“IA” no pretérito imperfeito do indicativo de humanidade

Daniel Machado da conceição

Estamos vivendo um momento extraordinário da breve jornada do Homo sapiens no planeta Terra e como resultado, encaramos as consequências do que está sendo chamado de antropoceno, impactos pelas ações indiscriminadas do ser humano na natureza. Na busca pelo conforto e segurança, realizamos desenvolvimentos tecnológicos que acabam por diminuir o esforço físico e mental para realização de tarefas até mesmo simples do cotidiano. Tal fato nos deixa acomodados nas mais diversas dimensões da vida humana. 

Ambos os processos estão conectados, no segundo caso, permitem a intensificação da nossa produtividade, acelerando o processo e criando uma dependência do “trabalho não vivo”. O exemplo mais recente é a chegada da Inteligência Artificial (IA). É sabido que o impacto da chamada quinta Revolução Industrial será transformadora e duradoura, seus efeitos podem ser comparados com a revolução científica ocorrida na transição do mundo moderno para o contemporâneo. Estamos observando novos questionamentos que tensionam princípios filosóficos, dogmas religiosos e redefinem as interações sociais entre humanos e agora com não-humanos. 

Acalorados debates sobre vida e morte, inteligência e consciência, além da capacidade humana autoral, invenção e criação, estão sendo discutidos a partir de novas premissas e atributos que anteriormente nunca estiveram postos.

Surpreende observar a velocidade do desenvolvimento tecnológico e como cada vez mais suscita dúvidas sobre o que é realidade (real) e o que é trabalho não vivo (artificial). Na última semana, o lançamento de uma atualização da IA Flow(1), Veo 3 do Google, ferramenta para geração de vídeo, tensiona a linha entre o real e o artificial. A recente atualização para produção de vídeos por meio da inteligência artificial são estarrecedoras e fantásticas. 

A chamada realidade aumentada está confundindo as pessoas que assistem aos vídeos e aceitam com naturalidade, se emocionam com a expressividade dos personagens artificiais e acabam até mesmo por questionar como que determinado vídeo não é real. Estamos partindo do princípio de que a realidade está dada e duvidamos que aquilo que observamos seja algo não-real. Os incríveis avanços tecnológicos no campo da produção de imagens estão permitindo que artificial (“irreal”) seja aceito como realidade (“real”).
--
OBJETIVO:
Responda, com base no texto sobre inteligência artificial:
1. Que nome recebem as consequências das ações indiscriminadas do ser humano na natureza?
2. Com que pode ser comparado o impacto da chamada quinta Revolução Industrial?
3. Qual ferramenta do Google para geração de vídeo é mencionada?
O material não tem qualquer papel nesta atividade.

MATERIAL FORNECIDO:
--
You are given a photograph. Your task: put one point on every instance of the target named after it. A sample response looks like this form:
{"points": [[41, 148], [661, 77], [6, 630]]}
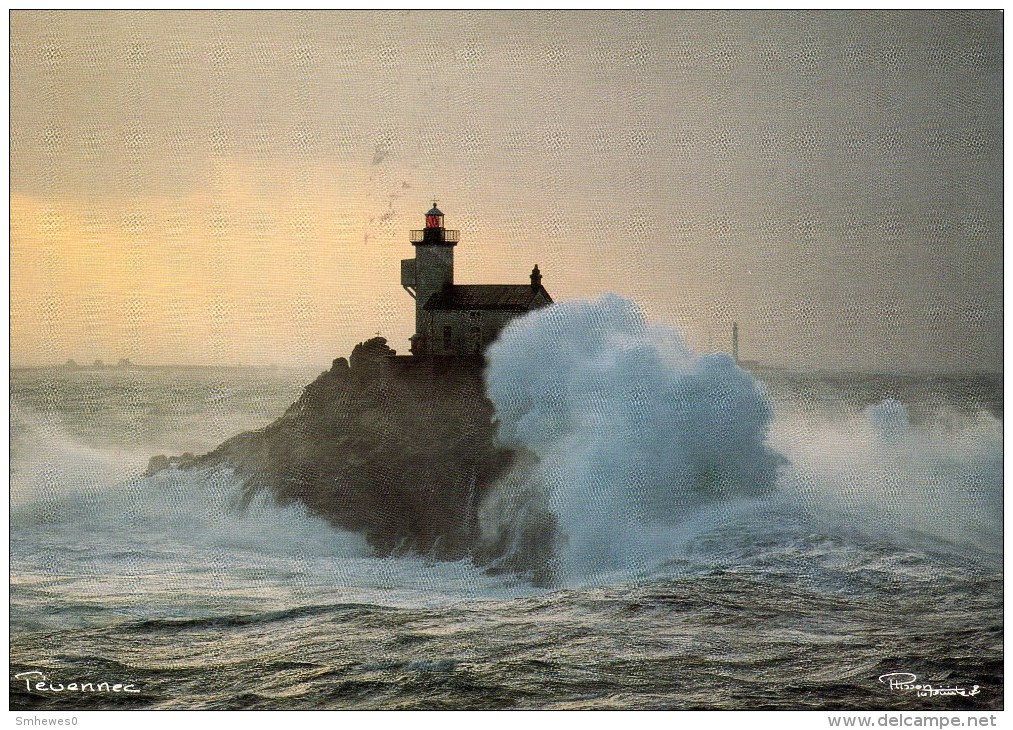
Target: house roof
{"points": [[515, 297]]}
--
RESPOSTA:
1. Antropoceno.
2. Com a revolução científica ocorrida na transição do mundo moderno para o contemporâneo.
3. O Veo 3.